● **WHAT YOU ARE ASKED TO DO**
Return only those lines of the listing that hold the word "Analyze".

= = = = =

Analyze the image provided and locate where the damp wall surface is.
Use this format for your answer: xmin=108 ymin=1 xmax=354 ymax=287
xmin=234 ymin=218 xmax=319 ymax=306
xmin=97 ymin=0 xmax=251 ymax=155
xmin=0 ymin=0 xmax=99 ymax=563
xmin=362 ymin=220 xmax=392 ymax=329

= = = = =

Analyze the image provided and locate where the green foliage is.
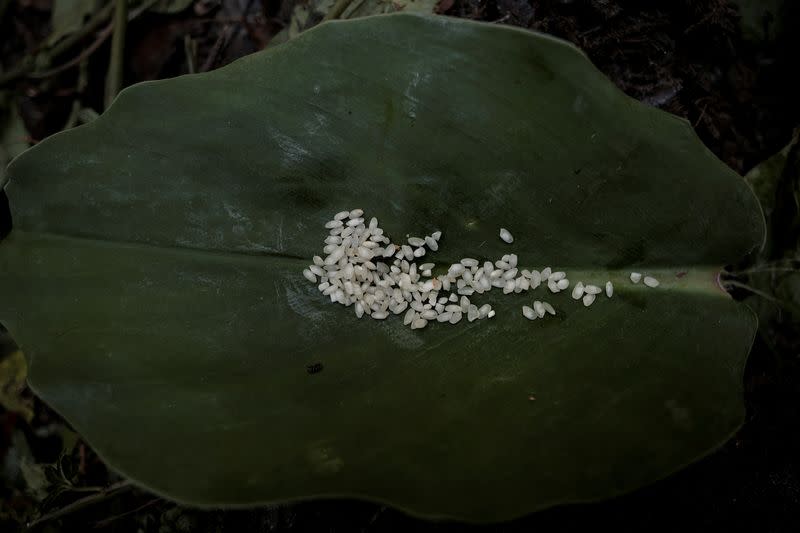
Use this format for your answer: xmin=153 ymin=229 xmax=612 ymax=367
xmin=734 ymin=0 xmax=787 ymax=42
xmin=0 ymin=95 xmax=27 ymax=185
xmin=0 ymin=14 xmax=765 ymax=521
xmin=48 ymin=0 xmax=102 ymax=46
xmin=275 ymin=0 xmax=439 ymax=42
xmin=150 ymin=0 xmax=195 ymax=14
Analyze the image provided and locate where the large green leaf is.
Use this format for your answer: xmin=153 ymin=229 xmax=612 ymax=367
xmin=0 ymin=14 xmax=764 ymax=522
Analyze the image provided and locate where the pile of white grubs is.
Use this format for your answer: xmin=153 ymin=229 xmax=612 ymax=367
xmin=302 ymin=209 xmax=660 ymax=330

= = = = =

● **RESPONSE BOX**
Analyze the image provided and locate where the damp wall surface is.
Analyze the image provided and locate where the green foliage is.
Analyze the image provided and locate where the large green leaf is.
Analyze the image provided and locate where the pile of white grubs is.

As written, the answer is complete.